++++ Selected extract
The marketing of assault weapons throughout this decade is in large part due to the slump in handgun sales that has afflicted the industry since 1982. Handgun production dropped from a high of 2.7 million that year to less than 1.7 million in 1984—a decrease of nearly 40 percent. In 1986, production increased to 1.9 million, a level still well below that of the early 1980s. (Because handgun manufacturers will not release sales figures, and are not required to do so by law, production figures are the only available gauge for the market.) With an estimated 35 to 40 million handguns in American hands, the slump is apparently the result of saturation of the primary market—white males—and the increasing resale of used handguns.
In their marketing of assault weapons, manufacturers often focus on their police or military functions, their ruggedness and dependability, and the cache of a lone man and his gun against the elements, crime, or the unstated threat of post-nuclear survival.
++++++++
++++ Listing
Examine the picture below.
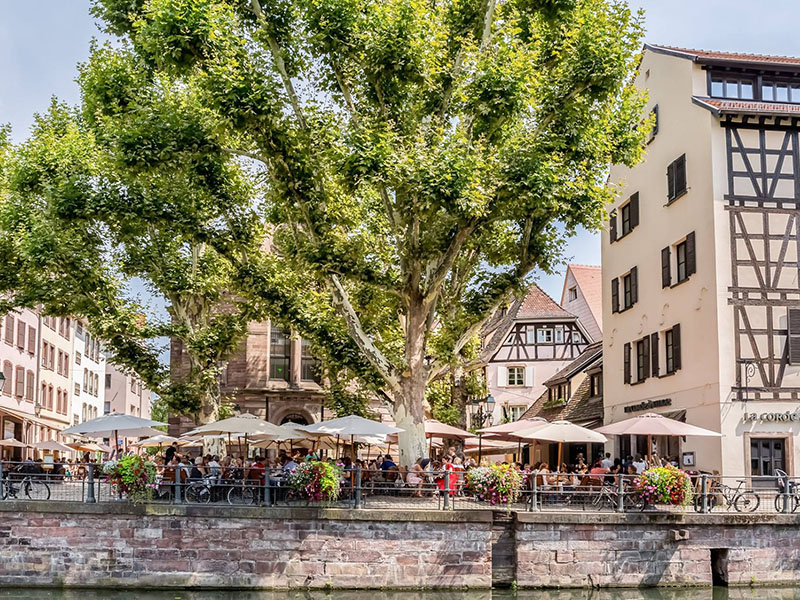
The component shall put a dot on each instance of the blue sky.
++++++++
++++ Listing
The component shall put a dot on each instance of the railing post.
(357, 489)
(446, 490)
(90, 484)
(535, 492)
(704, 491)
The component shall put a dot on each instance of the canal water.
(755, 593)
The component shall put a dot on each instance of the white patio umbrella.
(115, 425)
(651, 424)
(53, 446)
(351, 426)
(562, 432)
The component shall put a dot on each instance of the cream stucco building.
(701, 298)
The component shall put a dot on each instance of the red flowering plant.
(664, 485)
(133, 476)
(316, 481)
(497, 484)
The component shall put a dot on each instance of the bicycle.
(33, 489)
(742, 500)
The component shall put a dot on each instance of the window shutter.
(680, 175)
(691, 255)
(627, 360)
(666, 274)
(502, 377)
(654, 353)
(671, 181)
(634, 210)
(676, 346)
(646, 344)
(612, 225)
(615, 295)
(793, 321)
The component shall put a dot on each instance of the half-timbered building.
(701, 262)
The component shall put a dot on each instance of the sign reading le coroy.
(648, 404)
++++++++
++++ Listing
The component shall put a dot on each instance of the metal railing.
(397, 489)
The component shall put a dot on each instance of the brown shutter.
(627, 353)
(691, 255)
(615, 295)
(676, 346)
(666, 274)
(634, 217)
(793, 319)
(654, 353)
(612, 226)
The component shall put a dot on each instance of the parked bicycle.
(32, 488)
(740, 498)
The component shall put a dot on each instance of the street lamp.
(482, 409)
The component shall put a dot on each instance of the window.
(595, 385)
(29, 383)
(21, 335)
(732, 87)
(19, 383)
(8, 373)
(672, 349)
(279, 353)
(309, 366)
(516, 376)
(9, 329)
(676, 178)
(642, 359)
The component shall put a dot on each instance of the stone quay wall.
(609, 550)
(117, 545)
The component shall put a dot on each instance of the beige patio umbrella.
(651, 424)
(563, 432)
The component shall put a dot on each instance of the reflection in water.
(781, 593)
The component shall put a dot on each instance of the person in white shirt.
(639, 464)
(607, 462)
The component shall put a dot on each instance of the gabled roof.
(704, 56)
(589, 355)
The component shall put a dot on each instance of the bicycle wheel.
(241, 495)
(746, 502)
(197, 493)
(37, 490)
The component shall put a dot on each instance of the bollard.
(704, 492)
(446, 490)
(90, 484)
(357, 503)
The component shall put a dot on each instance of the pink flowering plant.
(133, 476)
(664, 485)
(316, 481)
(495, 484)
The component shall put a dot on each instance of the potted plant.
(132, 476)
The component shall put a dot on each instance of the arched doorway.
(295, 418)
++++++++
Reproduce the passage on assault weapon marketing and the handgun sales slump in full, word for word. The records are separate material.

**Exercise response**
The marketing of assault weapons throughout this decade is in large part due to the slump in handgun sales that has afflicted the industry since 1982. Handgun production dropped from a high of 2.7 million that year to less than 1.7 million in 1984—a decrease of nearly 40 percent. In 1986, production increased to 1.9 million, a level still well below that of the early 1980s. (Because handgun manufacturers will not release sales figures, and are not required to do so by law, production figures are the only available gauge for the market.) With an estimated 35 to 40 million handguns in American hands, the slump is apparently the result of saturation of the primary market—white males—and the increasing resale of used handguns.
In their marketing of assault weapons, manufacturers often focus on their police or military functions, their ruggedness and dependability, and the cache of a lone man and his gun against the elements, crime, or the unstated threat of post-nuclear survival.